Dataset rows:
# # # # # # #

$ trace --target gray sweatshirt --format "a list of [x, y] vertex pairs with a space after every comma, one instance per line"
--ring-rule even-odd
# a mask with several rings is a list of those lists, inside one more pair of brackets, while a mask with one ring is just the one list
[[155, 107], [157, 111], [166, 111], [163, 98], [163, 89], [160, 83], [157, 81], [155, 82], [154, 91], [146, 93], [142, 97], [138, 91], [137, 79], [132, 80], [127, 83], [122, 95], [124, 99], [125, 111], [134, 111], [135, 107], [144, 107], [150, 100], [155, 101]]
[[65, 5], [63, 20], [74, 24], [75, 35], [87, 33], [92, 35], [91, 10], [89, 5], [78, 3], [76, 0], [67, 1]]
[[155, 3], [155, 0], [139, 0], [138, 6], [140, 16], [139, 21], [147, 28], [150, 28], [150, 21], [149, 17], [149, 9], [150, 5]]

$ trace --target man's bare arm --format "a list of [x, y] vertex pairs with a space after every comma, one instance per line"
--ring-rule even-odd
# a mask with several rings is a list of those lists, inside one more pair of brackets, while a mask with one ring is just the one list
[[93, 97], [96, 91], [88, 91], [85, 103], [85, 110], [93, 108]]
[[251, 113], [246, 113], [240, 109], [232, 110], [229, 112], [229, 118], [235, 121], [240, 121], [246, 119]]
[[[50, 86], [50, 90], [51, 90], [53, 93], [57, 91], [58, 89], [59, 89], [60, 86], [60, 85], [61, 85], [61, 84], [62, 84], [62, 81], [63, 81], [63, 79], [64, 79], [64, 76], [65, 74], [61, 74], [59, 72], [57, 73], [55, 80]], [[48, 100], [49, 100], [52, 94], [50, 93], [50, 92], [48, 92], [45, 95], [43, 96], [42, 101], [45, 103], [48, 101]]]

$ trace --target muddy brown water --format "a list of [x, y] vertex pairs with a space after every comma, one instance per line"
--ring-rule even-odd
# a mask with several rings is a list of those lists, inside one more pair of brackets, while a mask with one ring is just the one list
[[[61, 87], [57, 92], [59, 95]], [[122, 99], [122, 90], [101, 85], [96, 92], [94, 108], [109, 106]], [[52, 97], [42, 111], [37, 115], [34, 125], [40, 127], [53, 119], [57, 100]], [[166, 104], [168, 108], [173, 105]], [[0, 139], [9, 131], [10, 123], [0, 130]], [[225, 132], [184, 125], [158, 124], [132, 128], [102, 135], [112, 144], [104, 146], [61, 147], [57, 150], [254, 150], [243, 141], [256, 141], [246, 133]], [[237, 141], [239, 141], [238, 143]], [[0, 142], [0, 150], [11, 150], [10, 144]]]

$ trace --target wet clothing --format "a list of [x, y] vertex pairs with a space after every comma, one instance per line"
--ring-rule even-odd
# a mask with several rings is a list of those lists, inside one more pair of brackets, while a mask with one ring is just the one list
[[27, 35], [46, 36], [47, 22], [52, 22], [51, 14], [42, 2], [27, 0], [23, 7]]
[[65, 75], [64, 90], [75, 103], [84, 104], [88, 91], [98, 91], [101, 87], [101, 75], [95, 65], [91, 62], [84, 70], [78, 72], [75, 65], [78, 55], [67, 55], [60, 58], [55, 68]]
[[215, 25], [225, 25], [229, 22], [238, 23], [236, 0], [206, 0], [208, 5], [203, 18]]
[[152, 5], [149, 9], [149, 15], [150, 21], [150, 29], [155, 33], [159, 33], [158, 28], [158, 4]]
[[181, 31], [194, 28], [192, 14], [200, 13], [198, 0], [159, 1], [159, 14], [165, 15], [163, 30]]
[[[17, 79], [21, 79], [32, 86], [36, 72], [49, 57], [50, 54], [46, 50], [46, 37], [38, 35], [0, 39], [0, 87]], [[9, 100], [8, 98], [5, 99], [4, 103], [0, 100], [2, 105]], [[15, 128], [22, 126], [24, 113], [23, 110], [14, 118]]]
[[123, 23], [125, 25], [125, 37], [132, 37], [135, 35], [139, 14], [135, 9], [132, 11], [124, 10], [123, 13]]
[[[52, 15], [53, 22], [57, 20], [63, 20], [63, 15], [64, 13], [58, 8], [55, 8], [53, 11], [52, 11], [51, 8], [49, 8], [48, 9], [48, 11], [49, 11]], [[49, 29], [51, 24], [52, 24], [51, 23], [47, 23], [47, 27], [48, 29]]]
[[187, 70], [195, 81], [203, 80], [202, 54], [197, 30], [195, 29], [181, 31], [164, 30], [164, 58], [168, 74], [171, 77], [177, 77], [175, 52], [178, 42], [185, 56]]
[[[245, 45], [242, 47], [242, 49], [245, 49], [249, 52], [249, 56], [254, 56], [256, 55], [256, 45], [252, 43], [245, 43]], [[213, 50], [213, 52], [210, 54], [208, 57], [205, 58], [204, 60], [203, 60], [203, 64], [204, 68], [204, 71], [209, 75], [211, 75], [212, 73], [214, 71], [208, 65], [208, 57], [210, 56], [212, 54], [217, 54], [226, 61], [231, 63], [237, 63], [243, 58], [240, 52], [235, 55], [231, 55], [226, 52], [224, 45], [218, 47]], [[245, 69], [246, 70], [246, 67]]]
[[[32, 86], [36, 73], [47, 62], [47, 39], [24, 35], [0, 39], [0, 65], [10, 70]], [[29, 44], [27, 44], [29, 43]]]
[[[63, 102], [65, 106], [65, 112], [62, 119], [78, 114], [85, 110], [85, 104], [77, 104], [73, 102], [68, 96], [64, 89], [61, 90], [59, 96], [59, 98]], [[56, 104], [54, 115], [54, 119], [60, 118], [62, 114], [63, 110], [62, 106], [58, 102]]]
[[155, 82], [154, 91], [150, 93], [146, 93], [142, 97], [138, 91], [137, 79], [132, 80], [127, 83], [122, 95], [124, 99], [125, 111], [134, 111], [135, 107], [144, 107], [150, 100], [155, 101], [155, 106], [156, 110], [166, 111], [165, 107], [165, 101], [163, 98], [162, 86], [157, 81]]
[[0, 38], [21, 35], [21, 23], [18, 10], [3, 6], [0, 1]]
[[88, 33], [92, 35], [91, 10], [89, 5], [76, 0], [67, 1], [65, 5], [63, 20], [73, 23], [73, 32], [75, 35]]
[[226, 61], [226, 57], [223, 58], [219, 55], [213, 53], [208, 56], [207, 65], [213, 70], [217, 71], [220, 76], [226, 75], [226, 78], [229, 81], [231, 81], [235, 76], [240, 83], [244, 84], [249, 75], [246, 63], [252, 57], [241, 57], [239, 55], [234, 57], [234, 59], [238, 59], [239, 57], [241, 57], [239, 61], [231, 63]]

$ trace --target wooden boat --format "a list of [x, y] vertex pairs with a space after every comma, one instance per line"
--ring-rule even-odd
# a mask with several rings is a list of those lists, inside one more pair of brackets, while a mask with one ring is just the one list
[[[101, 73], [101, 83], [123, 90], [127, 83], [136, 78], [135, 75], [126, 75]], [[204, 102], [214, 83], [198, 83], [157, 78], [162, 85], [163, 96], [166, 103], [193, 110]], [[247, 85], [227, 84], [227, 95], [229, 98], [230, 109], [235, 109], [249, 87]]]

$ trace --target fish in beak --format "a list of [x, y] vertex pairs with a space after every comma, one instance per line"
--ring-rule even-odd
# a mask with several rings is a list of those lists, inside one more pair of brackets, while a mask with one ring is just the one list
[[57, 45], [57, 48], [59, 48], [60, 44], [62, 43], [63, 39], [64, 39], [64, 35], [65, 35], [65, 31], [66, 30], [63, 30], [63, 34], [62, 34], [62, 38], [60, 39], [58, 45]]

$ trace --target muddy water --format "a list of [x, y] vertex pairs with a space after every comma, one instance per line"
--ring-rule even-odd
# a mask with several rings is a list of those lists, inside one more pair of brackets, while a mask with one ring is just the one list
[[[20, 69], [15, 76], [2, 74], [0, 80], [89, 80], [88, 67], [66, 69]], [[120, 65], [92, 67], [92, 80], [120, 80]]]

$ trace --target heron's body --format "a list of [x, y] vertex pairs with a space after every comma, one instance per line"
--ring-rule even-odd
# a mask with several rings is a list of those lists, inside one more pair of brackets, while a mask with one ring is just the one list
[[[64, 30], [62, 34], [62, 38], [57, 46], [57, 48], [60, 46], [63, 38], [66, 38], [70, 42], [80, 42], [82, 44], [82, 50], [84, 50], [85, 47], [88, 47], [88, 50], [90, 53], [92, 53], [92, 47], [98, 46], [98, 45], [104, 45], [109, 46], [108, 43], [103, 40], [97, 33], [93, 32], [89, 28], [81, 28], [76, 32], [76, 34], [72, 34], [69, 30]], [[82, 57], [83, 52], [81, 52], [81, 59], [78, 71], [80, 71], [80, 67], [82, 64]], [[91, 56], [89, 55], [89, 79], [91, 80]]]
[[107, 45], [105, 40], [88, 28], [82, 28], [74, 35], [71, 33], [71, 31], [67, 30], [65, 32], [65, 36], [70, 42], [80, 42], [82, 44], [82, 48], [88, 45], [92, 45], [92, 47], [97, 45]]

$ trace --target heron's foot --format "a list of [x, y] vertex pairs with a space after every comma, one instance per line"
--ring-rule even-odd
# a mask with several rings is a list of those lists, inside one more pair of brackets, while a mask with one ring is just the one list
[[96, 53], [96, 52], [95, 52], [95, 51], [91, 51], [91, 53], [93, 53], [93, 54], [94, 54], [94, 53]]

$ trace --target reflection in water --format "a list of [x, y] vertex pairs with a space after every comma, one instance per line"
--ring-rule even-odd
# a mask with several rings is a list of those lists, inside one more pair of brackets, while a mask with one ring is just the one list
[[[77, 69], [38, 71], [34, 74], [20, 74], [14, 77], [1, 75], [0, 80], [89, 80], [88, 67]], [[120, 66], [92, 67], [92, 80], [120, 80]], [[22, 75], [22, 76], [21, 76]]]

# # # # # # #

Swap "sweatshirt" for "hoodie" in the items from the start through the line containing "[76, 0], [67, 1]]", and give those lines back with nothing else changed.

**Expected answer**.
$ trace --target gray hoodie --format "a list of [x, y] vertex pairs with a space after every comma, one instance per line"
--ring-rule even-odd
# a mask with several rings is a list of those lists, inside one more pair of brackets, while a mask with one ring is just the one list
[[155, 107], [157, 111], [166, 111], [163, 98], [163, 89], [160, 83], [157, 81], [155, 82], [154, 91], [146, 93], [142, 97], [138, 91], [137, 79], [132, 80], [127, 83], [122, 95], [124, 99], [125, 111], [134, 111], [135, 107], [144, 107], [150, 100], [155, 101]]
[[65, 5], [63, 20], [74, 24], [75, 35], [87, 33], [92, 35], [91, 10], [89, 5], [78, 3], [76, 0], [67, 1]]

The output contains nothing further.